▶ [DOCUMENT SECTION]
<<<<

High School Mathematics Competitions

Fitchburg State hosts at least one contest every year. Each spring high school students from around the region come to campus to compete in the Elizabeth Haskins Contest. In addition, often the Mathematics Departments host the American Mathematical competition in the fall.

Elizabeth Haskins Contest Information

Every year in the spring, the Mathematics Department hosts the Elizabeth Haskins Contest for High School students in the region surrounding Fitchburg. The contest is a 50-question, 90-minute multiple choice test covering a variety of high-school level mathematics problems.

 

The contest is open to high school sophomores, juniors and seniors in regional high schools. The top three in each grade are given awards as well as a number given honorable mention. The problems come from algebra, geometry, probability and general mathematical solving techniques. No calculus is needed for the problems and no calculators are allowed. Generally the ways that questions are asked do not require complicated arithmetic.

Sample Problems for the Haskins Contest

Here's a sample of problems from recent contests.

  1. The expression \(\sqrt{\dfrac{4}{3}} - \sqrt{\dfrac{3}{4}}\) is equal to:

    (a)     \(\dfrac{\sqrt{3}}{6}\) (b)     \(-\dfrac{\sqrt{3}}{6}\) (c)     \(0\) (d)     \(4\) (e)     None of these.

  2. The surface area of one cube is twice that of another cube. To the nearest 0.1 what is the ratio of the edge length of the larger cube to that of the smaller cube?

    (a)     \(1.3\) (b)     \(1.4\) (c)     \(1.5\) (d)     \(1.7\) (e)     \(2.0\)

  3. A bag contains two red beads and two green beads. You reach into the bag and pull out a bead, replacing it with a red bead regardless of the color you pulled out. What is the probability that all beads in the bag are red after three or fewer such replacements?

    (a)     \(\dfrac{1}{8}\) (b)     \(\dfrac{5}{32}\) (c)     \(\dfrac{9}{32}\) (d)     \(\dfrac{3}{8}\) (e)     \(\dfrac{7}{16}\)

  4. A hockey goalie has saved 122 out of 148 shots so far this season. How many consecutive shots does she need to save to raise her save percentage to 90.0%?

>>>>

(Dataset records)
<<<<

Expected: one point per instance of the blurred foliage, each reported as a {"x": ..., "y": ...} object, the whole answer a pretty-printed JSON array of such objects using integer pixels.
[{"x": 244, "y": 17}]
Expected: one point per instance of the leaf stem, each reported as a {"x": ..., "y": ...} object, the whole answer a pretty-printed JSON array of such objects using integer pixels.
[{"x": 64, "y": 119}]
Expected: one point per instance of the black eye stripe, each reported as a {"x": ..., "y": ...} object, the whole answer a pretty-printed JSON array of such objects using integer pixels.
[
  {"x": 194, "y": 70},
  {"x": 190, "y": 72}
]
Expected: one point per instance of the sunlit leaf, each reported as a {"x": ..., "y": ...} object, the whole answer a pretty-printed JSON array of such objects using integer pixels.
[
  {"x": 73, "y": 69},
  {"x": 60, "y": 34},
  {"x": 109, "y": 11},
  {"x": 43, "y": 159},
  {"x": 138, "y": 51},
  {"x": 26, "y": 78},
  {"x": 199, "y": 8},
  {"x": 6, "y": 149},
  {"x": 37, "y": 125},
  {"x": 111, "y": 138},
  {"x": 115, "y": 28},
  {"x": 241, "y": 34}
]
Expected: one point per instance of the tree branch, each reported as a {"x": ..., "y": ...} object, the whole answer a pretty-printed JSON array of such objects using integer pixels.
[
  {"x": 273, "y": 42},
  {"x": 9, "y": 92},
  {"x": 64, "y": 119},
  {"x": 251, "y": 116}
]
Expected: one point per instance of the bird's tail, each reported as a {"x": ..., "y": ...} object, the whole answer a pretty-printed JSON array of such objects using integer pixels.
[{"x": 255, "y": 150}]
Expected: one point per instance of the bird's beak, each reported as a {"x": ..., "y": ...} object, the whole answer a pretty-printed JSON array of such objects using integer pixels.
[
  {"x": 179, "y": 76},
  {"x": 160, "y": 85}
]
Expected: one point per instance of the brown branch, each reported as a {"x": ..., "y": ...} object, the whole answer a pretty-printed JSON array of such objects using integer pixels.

>>>>

▶ [EXERCISE]
Continue the page on high school mathematics competitions from the point where it stops. The items are separate material and are not part of the page on high school mathematics competitions.

▶ [RESULT OF THIS EXERCISE]
    (a)     \(82\) (b)     \(102\) (c)     \(112\) (d)     \(132\) (e)     \(142\)

  5. One solution to the equation \(2x^3-3x^2-8x=3\) is \(-1\). What are the other solutions?

    (a)  \(3\) and \(-\frac{1}{2}\) (b)  \(-3\) and \(\frac{1}{2}\) (c)  \(-\frac{1}{2}\) and \(3\) (d)  \(\frac{1}{2}\) and \(3\) (e)   There are no other solutions.

  6. Let \(n\) be a positive integer. The number \(n\) is abundant if the sum of its positive divisors is greater than or equal to \(2n\). For example, if \(n = 12\), then the sum of its factors is \(1 + 2 + 3 + 4 + 6 + 12 ≥ 2(12)\). Hence, 12 is abundant. An abundant integer which cannot be written as the sum of some subset of its proper divisors is called weird. For example, \(1 + 2 + 3 + 6 = 12\). Hence, 12 is abundant but not weird.

    Which of the three integers 6, 30, 70 is weird?

    (a)     \(6\) only (b)     \(30\) only (c)     \(70\) only (d)     \(6\) and \(30\) (e)     \(30\) and \(70\)

  7. What is the total number of triangles in the figure below?

    (a)     \(7\) (b)     \(10\) (c)     \(18\) (d)     \(21\) (e)     \(24\)

General Information about the Contest

The contest is generally on a Friday in the spring and the date will be announced in the fall to give schools and teachers time to schedule. The events for the day are:

  • Contest (90 minutes)
  • Lunch (about 45 minutes)
  • Award Ceremony
  • Solution Session (about 45 minutes)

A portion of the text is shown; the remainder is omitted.